◆ **Instructions to follow**:
Find each line in the rows below that contains the word "railing", and copy those lines.

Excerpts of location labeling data
>> begin

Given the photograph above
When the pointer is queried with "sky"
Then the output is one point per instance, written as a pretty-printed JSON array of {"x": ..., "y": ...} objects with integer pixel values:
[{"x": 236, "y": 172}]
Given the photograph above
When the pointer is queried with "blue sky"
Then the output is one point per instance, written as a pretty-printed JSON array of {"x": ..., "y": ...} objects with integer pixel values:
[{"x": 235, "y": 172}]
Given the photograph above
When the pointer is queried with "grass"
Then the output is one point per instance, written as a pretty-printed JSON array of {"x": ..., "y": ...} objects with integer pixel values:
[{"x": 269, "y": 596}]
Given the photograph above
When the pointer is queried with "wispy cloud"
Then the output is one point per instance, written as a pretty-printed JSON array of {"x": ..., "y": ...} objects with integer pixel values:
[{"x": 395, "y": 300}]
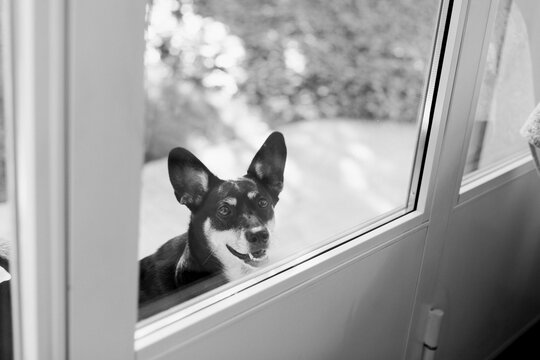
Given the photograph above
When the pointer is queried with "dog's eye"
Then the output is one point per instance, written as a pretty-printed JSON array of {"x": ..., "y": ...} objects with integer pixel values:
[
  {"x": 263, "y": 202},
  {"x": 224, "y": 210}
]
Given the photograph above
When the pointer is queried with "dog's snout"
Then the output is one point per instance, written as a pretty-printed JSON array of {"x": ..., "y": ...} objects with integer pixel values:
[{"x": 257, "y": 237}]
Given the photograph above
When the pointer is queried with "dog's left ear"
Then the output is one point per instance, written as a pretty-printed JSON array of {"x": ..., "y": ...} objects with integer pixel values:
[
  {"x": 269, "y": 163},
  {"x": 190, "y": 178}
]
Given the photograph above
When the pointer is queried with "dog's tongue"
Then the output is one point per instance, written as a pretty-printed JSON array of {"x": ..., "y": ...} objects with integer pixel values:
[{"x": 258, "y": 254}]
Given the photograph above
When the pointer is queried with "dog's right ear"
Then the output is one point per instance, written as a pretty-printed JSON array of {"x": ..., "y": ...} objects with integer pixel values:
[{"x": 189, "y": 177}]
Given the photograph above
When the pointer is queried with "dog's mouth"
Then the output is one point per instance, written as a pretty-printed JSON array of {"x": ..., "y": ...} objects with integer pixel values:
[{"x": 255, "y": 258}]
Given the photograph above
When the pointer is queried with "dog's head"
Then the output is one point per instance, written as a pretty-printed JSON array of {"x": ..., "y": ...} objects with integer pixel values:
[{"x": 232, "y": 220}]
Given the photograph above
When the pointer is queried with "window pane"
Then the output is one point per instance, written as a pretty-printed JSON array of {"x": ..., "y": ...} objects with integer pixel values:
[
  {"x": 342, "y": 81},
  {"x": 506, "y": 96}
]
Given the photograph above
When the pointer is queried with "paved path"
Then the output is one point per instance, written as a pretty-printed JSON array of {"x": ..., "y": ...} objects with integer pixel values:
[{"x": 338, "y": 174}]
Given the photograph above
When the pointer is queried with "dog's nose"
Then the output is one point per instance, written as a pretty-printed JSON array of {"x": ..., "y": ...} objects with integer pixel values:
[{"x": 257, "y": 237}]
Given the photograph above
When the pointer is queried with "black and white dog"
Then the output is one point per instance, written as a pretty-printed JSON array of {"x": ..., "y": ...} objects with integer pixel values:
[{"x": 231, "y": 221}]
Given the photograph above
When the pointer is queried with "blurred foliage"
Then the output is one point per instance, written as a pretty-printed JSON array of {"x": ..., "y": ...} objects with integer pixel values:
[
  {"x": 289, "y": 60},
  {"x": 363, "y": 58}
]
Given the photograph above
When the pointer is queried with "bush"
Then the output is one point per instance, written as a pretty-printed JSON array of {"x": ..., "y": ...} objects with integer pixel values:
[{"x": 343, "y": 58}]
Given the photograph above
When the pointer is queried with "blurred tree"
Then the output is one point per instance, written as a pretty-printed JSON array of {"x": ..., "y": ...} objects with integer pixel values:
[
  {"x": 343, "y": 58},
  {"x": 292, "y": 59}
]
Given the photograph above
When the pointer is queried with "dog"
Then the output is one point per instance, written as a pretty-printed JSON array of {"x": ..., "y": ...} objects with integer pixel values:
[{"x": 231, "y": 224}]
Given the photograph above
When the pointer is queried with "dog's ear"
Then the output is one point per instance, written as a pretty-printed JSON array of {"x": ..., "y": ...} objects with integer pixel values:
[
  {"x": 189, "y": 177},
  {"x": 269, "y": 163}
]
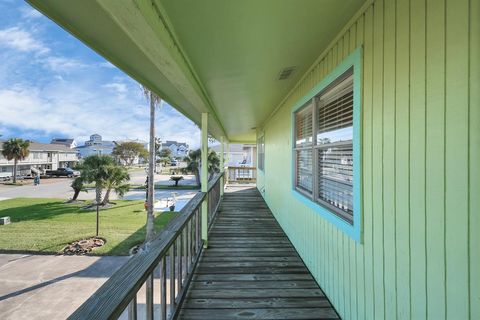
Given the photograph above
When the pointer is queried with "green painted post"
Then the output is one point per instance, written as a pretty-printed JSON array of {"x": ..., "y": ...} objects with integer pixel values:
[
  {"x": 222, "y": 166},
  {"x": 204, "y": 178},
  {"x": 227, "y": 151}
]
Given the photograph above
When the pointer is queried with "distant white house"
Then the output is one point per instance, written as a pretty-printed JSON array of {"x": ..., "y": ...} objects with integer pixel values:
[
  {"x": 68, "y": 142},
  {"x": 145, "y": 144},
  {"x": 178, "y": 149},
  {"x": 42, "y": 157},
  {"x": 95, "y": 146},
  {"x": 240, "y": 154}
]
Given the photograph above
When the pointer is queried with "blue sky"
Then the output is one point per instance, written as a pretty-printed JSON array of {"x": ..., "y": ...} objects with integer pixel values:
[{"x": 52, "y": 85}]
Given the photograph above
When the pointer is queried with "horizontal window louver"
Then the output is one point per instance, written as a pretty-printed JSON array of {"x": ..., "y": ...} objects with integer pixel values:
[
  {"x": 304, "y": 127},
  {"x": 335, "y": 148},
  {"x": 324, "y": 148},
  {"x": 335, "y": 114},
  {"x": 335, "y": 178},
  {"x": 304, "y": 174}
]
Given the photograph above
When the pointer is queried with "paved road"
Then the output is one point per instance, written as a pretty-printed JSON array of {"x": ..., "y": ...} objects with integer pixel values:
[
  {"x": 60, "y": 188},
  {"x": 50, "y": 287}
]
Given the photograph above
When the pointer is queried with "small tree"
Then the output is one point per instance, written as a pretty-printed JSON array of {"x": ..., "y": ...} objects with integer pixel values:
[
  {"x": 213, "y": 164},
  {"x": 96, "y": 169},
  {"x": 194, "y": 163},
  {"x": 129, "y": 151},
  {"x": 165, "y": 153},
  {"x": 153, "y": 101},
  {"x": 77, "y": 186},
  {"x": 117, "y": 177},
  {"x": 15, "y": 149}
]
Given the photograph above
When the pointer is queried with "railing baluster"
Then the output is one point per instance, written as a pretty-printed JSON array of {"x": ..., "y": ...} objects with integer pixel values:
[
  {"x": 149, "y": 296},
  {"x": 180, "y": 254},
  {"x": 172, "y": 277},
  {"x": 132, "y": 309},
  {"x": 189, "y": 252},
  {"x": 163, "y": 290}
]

>> end
>> begin

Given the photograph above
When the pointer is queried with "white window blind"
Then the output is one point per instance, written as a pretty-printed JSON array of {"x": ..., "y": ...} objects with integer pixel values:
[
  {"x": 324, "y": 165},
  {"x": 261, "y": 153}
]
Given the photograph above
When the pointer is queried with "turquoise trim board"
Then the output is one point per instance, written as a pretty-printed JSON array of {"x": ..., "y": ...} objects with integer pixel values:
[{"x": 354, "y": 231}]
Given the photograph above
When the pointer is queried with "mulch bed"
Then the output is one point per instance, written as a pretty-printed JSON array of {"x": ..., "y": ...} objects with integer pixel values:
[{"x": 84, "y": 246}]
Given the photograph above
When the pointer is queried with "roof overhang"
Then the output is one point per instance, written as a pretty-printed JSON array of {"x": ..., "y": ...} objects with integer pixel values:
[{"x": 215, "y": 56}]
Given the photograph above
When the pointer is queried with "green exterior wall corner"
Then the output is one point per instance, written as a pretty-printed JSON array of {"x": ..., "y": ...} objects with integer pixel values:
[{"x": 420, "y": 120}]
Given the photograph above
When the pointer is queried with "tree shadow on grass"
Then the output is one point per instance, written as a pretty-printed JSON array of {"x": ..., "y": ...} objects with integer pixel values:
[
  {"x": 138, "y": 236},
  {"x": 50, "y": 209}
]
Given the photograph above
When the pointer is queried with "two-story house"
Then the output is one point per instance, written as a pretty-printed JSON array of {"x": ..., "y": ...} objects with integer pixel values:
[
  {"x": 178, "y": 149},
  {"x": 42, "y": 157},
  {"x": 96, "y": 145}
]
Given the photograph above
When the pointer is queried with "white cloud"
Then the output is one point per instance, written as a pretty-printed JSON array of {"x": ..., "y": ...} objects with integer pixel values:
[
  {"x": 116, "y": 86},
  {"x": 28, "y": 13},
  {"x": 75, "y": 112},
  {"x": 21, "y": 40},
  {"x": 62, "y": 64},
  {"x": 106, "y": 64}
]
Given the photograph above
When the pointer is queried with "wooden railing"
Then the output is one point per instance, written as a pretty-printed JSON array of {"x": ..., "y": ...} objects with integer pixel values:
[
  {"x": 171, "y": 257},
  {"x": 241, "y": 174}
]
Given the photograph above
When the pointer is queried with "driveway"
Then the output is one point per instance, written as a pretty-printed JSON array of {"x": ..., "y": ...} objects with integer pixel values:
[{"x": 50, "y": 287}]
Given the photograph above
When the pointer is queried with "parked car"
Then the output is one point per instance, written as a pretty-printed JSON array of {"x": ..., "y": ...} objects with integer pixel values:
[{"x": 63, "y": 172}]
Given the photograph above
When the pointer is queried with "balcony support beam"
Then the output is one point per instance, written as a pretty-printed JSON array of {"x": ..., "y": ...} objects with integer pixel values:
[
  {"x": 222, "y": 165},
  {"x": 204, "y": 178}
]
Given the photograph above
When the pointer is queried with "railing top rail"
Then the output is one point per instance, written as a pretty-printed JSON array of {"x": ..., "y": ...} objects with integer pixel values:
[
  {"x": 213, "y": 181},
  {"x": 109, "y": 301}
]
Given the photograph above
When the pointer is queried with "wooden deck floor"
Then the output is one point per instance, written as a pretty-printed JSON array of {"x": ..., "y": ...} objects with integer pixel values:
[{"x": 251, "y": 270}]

>> end

◆ **Reply**:
When the pointer is queried with "railing baluster"
When the pointer is queried with "wooden railing"
When the pointer is queried with "railing top rail"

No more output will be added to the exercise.